-------- RECORDS SHOWN --------

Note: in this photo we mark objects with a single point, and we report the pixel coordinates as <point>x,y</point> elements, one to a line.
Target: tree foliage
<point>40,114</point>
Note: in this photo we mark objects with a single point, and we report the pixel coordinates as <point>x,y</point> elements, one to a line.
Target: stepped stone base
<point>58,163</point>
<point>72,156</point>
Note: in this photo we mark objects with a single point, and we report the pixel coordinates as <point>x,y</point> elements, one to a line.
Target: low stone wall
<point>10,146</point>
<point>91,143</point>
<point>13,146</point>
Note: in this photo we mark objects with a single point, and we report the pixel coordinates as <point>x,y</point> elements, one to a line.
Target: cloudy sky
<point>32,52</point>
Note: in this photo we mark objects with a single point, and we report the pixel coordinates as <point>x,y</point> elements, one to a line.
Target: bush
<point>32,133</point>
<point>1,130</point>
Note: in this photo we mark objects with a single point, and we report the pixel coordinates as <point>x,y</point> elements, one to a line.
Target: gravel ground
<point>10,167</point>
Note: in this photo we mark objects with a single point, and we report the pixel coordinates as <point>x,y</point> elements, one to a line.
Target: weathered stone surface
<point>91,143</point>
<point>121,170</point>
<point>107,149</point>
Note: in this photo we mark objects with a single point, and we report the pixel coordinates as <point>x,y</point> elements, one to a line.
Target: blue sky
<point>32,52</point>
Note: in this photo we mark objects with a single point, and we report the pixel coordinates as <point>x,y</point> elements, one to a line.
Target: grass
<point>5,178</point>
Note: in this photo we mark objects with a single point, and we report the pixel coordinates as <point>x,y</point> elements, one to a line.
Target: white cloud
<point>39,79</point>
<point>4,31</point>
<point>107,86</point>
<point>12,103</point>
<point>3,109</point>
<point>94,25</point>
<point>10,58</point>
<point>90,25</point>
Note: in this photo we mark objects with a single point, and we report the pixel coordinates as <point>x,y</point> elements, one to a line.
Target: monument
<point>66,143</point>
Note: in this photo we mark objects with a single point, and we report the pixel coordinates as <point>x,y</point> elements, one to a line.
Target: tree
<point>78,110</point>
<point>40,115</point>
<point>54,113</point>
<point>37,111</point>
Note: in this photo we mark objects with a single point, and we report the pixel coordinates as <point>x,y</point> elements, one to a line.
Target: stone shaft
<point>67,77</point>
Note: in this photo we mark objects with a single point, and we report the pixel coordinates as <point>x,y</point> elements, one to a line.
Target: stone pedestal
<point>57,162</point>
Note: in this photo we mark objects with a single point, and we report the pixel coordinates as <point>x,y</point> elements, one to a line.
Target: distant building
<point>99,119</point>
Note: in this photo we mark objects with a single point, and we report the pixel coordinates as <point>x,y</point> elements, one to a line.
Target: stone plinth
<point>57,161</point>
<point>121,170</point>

--------

Recast every line of the rows above as a JSON list of strings, one string per line, with blank lines left out.

[
  "Note: in this photo we mark objects with a single point, and we report the pixel coordinates as <point>x,y</point> elements, one to a line.",
  "Target: tree foliage",
  "<point>40,114</point>",
  "Note: in this photo we mark objects with a single point, and we report the pixel coordinates as <point>x,y</point> elements, one to a line.",
  "Target: stepped stone base",
  "<point>58,163</point>",
  "<point>72,156</point>",
  "Note: in this photo we mark objects with a single point, and we report the pixel coordinates as <point>x,y</point> elements, one to a line.",
  "Target: low stone wall",
  "<point>10,146</point>",
  "<point>91,143</point>",
  "<point>13,146</point>",
  "Note: in this photo we mark objects with a single point, and we report the pixel coordinates as <point>x,y</point> elements, one to a line.",
  "Target: cloudy sky",
  "<point>32,52</point>",
  "Note: in this photo we mark objects with a single point, and we report the pixel coordinates as <point>x,y</point> elements, one to a line.",
  "Target: bush",
  "<point>32,133</point>",
  "<point>1,130</point>",
  "Note: in this photo we mark objects with a single point, and we report the pixel coordinates as <point>x,y</point> elements, one to a line.",
  "Target: gravel ground",
  "<point>10,167</point>",
  "Note: in this photo we mark objects with a single point, and we report the pixel coordinates as <point>x,y</point> elements, one to a line.",
  "Target: weathered stone surface",
  "<point>91,143</point>",
  "<point>121,170</point>",
  "<point>107,149</point>",
  "Note: in this photo we mark objects with a single point, and we report the pixel coordinates as <point>x,y</point> elements, one to a line.",
  "Target: blue sky",
  "<point>32,52</point>",
  "Note: in this photo we mark objects with a single point, and we report the pixel coordinates as <point>x,y</point> elements, one to a line.",
  "Target: grass",
  "<point>5,178</point>",
  "Note: in this photo we mark objects with a single point, and we report the pixel coordinates as <point>x,y</point> elements, one to a line.",
  "Target: white cloud",
  "<point>39,79</point>",
  "<point>4,31</point>",
  "<point>107,86</point>",
  "<point>12,103</point>",
  "<point>3,109</point>",
  "<point>94,25</point>",
  "<point>10,58</point>",
  "<point>90,25</point>",
  "Note: in this photo we mark objects with a single point, and we report the pixel coordinates as <point>x,y</point> elements, one to a line.",
  "Target: monument",
  "<point>66,143</point>",
  "Note: in this photo we mark objects with a single point, and we report the pixel coordinates as <point>x,y</point> elements, one to a line.",
  "Target: tree",
  "<point>78,110</point>",
  "<point>40,115</point>",
  "<point>54,113</point>",
  "<point>37,111</point>",
  "Note: in this photo we mark objects with a single point, and we report the pixel coordinates as <point>x,y</point> elements, one to a line.",
  "Target: stone shaft",
  "<point>67,77</point>",
  "Note: in this photo we mark objects with a single point, and we report the pixel coordinates as <point>x,y</point> elements, one to a line.",
  "Target: stone pedestal",
  "<point>57,162</point>",
  "Note: in this photo we mark objects with a single point, and we report the pixel coordinates as <point>x,y</point> elements, one to a line.",
  "Target: distant building",
  "<point>99,119</point>",
  "Note: in this photo we mark objects with a single point, and we report the pixel coordinates as <point>x,y</point> elements, one to a line.",
  "Target: stone plinth",
  "<point>57,161</point>",
  "<point>121,170</point>"
]